**DOCUMENT EXTRACT:**
# # # #

The Pink Floyd pistol shrimp, Synalpheus pinkfloydi (above, photo by Arthur Anker) is a recently described alpheid shrimp. As with other shrimp in this family, the snapping sound produced by the large claw is loud enough to kill small fish. The shrimp is described in a Zootaxa paper, which contains this wonderful line:
“Distribution. Presently known only from the type locality on the Pacific side of Panama; likely more widespread in the tropical eastern Pacific, but unlikely to occur on the Dark Side of the Moon due to lack of suitable habitat.”
And it keeps getting better. The Oxford University Museum of Natural History has also celebrated the discovery with the beautiful artwork below (Another Shrimp in the Wall, by artist and scientist Kate Pocklington).
In an at times acrimonious process (some have even called it a “wattle war”), the former plant genus Acacia has been split into five genera, with further splits likely. The XVIII International Botanical Congress in 2011 confirmed a previous decision to retain the Acacia name for the largest of the resulting genera, found mainly in Australia:
“Under the internationally accepted rules governing the correct naming of plants, the International Code of Botanical Nomenclature, the name would normally have remained with the African-American group, as this includes the species Acacia nilotica, which is the nomenclatural type species… However, a special provision of the Code allows for the name of the type species of a genus to be changed in cases like this, where strict application of the rules would require a large number of species to be renamed… An application under this provision was made in 2003… This was considered by the relevant botanical committees, who decided in its favour. The International Botanical Congress at Vienna in 2005 ratified this decision. The Vienna decision was contested by a group of botanists involved with African and American acacias. The Melbourne Congress, in two important votes on the first day of the Nomenclature Section, supported the procedure used in Vienna by a large majority. Support for this decision was widespread and not confined to Australian delegates. This vote effectively confirmed that the type species of Acacia is now an Australian species.”

# # # #

**EXCERPTED RECORDS:**

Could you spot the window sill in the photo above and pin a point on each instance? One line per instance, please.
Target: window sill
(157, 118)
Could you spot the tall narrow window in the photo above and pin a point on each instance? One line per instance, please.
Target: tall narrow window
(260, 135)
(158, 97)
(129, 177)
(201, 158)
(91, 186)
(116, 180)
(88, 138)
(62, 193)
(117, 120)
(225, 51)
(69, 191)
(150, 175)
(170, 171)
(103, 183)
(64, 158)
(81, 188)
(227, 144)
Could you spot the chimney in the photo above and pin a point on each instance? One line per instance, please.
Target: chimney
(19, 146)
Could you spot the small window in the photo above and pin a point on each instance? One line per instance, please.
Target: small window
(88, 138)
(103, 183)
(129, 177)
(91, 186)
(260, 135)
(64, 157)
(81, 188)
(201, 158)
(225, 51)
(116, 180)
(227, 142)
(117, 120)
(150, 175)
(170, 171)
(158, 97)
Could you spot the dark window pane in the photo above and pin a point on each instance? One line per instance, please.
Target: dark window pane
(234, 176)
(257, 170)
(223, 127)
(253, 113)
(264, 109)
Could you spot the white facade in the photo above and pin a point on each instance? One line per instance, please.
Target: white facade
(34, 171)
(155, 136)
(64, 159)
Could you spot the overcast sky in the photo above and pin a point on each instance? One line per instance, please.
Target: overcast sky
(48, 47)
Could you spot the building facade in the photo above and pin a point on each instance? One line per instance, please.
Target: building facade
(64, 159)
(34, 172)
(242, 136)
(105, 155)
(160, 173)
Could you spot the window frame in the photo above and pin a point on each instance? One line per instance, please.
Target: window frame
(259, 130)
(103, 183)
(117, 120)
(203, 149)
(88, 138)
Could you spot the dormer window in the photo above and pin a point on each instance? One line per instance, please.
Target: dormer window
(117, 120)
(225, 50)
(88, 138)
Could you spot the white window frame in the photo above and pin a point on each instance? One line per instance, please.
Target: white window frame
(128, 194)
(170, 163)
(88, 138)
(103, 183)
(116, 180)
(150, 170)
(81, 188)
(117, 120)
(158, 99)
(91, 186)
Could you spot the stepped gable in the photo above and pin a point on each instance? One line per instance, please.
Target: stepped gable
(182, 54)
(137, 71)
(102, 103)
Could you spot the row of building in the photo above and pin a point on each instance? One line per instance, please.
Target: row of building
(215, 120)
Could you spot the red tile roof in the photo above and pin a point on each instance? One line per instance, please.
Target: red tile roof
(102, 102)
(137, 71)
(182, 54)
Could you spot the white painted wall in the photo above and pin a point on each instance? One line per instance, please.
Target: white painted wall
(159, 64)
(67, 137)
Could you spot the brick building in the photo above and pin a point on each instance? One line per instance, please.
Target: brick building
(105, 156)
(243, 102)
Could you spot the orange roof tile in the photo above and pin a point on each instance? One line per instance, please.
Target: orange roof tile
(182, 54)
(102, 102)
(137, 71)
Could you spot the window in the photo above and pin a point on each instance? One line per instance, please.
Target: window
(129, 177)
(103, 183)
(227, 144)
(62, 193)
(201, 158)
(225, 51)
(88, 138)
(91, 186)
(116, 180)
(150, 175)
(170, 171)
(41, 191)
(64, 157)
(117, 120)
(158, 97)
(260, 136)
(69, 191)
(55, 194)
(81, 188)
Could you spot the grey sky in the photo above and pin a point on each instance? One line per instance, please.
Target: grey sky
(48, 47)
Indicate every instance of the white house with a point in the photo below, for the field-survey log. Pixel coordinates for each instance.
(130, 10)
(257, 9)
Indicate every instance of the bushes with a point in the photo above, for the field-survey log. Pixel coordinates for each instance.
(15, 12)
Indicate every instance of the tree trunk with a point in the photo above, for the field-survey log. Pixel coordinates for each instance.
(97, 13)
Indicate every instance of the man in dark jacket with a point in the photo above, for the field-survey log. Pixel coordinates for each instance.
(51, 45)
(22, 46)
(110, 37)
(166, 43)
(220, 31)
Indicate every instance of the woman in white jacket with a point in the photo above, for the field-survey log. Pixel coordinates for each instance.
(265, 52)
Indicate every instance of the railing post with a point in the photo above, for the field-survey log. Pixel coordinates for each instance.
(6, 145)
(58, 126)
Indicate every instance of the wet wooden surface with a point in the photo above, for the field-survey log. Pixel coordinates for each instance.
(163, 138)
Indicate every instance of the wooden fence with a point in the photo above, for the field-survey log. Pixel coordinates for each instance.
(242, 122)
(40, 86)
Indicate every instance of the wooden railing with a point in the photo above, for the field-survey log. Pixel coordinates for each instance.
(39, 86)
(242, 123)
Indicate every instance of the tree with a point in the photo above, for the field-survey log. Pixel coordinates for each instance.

# # # #

**EXERCISE REQUIREMENTS:**
#1 Reproduce the taxonomy text from "The Pink Floyd" to "scientist Kate Pocklington).".
#2 Answer these questions from the taxonomy text:
(a) Where is Synalpheus pinkfloydi presently known to occur?
(b) Into how many genera has the former plant genus Acacia been split?
(c) In what year was the application under the special provision of the Code made?
#3 Please write the next part of the taxonomy text, continuing after its last sentence.

**OUTPUTS FOR THE TASKS:**
#1
The Pink Floyd pistol shrimp, Synalpheus pinkfloydi (above, photo by Arthur Anker) is a recently described alpheid shrimp. As with other shrimp in this family, the snapping sound produced by the large claw is loud enough to kill small fish. The shrimp is described in a Zootaxa paper, which contains this wonderful line:
“Distribution. Presently known only from the type locality on the Pacific side of Panama; likely more widespread in the tropical eastern Pacific, but unlikely to occur on the Dark Side of the Moon due to lack of suitable habitat.”
And it keeps getting better. The Oxford University Museum of Natural History has also celebrated the discovery with the beautiful artwork below (Another Shrimp in the Wall, by artist and scientist Kate Pocklington).

#2
(a) Only at the type locality on the Pacific side of Panama.
(b) Five.
(c) 2003.

#3
The resulting division of the former Acacia is as follows:
The map below shows the distribution of the new genera, divided into the Americas, Africa, Asia, and Australia & the Pacific (background image from NASA Visible Earth). A degree of reorganisation was going to be needed whatever nomenclature proposal was accepted, but it certainly made sense to retain the Acacia name for 71% of the original species (although Wikipedia, which becomes more and more partisan as time passes, ran a campaign against the official decision for several years). The botanical community seems quite happy using the new names, and it does not seem that the issue will resurface at the XIX International Botanical Congress later this year, although there continues to be debate about how to resolve similar issues in the future.
Here are the five new genera, with examples:
About 13 species, in the Americas. See theplantlist.org.
About 15 species, in the Americas. See theplantlist.org.
About 163 species, throughout the tropics. See theplantlist.org.
About 203 species, throughout the tropics. See theplantlist.org. This genus is likely to be split further.
About 987 species, almost all in Australia and the Pacific.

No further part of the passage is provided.